▸ WHAT TO WORK ON:
Go through each line of the records below and count those with the word "cola"; give only the total.

Stored items:
= = = = = = =

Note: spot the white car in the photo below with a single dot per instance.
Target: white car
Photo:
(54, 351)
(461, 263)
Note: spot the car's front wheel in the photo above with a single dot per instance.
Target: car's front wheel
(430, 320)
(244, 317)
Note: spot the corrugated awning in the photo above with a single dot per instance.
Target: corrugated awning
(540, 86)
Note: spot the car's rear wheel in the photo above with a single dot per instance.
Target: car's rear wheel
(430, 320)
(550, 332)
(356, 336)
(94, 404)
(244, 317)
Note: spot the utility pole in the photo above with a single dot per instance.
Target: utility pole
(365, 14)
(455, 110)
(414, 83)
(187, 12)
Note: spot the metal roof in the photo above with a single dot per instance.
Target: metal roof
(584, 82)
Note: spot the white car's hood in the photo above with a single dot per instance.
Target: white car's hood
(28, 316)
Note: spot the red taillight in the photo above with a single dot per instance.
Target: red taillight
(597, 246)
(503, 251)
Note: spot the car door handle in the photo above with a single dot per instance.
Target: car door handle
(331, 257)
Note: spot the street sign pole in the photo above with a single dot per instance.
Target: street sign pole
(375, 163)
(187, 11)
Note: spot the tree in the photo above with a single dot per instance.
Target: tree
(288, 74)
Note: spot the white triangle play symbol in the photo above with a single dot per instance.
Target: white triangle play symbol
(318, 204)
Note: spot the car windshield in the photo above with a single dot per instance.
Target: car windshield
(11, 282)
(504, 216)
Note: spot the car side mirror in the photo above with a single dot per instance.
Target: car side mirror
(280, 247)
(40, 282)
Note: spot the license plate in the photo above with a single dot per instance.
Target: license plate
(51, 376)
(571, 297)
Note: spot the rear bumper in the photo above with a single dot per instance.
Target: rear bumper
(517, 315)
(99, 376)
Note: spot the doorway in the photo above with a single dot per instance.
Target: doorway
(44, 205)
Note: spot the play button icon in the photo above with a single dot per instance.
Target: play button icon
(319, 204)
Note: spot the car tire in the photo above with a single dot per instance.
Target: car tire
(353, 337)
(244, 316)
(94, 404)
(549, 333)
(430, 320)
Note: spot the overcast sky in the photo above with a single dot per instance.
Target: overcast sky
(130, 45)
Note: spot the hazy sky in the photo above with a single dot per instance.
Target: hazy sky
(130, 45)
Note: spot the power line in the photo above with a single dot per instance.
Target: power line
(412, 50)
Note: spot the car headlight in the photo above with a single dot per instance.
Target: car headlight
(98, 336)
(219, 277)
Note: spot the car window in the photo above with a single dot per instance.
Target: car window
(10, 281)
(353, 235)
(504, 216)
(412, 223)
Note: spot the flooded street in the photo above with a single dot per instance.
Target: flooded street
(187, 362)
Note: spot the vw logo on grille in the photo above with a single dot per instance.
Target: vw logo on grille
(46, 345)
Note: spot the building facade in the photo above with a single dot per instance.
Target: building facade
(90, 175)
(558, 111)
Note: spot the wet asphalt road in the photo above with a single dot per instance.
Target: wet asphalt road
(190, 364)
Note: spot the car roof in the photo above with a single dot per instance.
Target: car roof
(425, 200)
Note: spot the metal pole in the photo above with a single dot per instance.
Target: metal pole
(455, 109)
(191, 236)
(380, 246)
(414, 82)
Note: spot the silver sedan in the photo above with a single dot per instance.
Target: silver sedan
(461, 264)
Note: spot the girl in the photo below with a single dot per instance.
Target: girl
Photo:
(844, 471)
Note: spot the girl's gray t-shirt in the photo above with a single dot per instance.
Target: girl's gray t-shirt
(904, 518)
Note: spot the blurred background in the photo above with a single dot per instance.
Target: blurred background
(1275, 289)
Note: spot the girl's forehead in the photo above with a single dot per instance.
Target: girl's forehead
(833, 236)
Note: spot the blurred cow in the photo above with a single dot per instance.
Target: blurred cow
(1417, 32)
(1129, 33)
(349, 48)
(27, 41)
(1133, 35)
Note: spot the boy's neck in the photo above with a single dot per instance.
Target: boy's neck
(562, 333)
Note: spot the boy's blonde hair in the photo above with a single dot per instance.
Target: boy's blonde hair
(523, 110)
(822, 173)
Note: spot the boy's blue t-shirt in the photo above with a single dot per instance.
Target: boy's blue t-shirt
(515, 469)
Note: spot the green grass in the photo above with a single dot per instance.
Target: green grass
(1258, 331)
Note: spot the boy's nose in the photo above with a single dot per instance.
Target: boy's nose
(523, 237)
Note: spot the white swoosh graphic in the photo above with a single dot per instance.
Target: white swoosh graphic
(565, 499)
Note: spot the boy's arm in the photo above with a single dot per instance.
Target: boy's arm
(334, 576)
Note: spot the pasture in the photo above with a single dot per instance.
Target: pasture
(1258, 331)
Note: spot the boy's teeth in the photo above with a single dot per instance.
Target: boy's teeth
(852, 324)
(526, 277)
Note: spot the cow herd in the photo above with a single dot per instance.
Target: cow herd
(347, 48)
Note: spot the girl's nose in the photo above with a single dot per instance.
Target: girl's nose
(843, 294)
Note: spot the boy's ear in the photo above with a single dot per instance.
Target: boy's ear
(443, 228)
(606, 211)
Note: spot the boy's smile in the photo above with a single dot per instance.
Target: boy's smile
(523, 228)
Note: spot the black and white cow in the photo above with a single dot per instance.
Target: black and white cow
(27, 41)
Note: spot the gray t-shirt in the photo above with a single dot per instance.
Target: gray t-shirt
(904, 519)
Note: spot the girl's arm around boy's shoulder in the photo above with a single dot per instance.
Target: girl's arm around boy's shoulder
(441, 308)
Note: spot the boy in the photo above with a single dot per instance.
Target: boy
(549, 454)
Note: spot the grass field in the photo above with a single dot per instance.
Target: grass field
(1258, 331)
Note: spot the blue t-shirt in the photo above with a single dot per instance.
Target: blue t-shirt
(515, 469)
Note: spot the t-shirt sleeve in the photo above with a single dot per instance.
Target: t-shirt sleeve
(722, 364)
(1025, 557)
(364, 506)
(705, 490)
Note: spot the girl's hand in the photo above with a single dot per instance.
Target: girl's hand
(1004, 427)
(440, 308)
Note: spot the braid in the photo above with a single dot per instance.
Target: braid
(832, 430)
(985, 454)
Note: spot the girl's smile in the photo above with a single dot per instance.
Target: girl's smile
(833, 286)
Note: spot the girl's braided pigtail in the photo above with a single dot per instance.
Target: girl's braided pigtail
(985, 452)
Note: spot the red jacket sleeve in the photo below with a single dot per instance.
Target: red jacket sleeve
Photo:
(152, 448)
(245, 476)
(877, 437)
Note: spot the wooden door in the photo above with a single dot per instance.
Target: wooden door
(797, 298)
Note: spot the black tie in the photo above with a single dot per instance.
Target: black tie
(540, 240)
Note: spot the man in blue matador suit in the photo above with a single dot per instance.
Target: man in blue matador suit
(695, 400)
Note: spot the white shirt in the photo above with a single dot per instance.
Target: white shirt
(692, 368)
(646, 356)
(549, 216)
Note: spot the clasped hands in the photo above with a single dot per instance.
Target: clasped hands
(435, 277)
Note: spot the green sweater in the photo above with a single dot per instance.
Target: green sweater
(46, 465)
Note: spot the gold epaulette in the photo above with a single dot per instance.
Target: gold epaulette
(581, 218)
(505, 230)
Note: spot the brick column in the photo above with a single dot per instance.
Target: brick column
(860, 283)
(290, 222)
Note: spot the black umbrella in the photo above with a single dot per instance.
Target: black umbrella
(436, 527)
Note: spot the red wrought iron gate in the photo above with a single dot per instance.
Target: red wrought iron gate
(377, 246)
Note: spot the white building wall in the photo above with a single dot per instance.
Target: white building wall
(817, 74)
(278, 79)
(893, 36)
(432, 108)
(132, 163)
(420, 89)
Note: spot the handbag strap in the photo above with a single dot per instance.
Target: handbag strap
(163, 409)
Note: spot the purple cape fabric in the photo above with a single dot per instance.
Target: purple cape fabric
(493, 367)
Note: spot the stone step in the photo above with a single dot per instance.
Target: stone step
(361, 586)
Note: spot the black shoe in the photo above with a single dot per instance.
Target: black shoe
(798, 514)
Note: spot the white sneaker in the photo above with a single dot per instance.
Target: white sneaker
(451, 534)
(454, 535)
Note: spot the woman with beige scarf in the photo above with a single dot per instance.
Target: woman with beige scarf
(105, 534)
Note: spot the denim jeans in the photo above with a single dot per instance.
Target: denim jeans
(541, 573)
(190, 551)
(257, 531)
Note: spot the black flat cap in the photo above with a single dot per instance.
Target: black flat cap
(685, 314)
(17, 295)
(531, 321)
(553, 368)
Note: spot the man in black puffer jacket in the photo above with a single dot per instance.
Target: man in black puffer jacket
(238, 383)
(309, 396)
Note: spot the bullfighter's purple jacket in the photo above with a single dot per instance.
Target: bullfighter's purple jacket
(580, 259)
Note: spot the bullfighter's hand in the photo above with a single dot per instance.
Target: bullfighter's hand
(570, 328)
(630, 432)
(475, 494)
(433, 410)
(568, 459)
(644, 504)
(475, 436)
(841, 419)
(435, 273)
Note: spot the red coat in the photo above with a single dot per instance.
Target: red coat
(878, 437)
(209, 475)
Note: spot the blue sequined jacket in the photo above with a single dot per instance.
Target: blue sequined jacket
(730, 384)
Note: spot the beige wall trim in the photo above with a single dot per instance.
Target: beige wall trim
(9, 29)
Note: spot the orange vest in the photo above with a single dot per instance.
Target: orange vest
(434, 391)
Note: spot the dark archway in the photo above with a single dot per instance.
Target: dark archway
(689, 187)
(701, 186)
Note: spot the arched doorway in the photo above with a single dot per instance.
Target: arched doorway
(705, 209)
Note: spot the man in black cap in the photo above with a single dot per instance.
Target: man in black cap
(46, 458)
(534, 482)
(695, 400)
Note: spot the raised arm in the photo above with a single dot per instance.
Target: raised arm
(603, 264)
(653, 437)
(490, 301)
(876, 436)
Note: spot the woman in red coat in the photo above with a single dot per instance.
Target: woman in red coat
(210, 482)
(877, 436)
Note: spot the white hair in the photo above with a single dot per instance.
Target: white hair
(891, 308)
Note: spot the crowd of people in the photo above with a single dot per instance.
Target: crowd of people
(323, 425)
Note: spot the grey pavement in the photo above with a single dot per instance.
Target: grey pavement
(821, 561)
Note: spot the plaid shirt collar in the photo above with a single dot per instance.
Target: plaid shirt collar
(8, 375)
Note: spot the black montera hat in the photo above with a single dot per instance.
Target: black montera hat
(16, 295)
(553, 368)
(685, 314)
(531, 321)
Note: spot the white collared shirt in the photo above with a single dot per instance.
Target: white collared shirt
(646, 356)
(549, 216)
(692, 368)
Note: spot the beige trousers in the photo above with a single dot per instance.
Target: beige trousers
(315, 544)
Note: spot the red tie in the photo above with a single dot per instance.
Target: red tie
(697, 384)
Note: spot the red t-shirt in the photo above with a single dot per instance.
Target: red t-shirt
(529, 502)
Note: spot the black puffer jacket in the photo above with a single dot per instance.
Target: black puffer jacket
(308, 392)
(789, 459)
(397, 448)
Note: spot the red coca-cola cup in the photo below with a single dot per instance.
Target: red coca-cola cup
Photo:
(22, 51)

= = = = = = =

▸ RESULT OF THE TASK:
2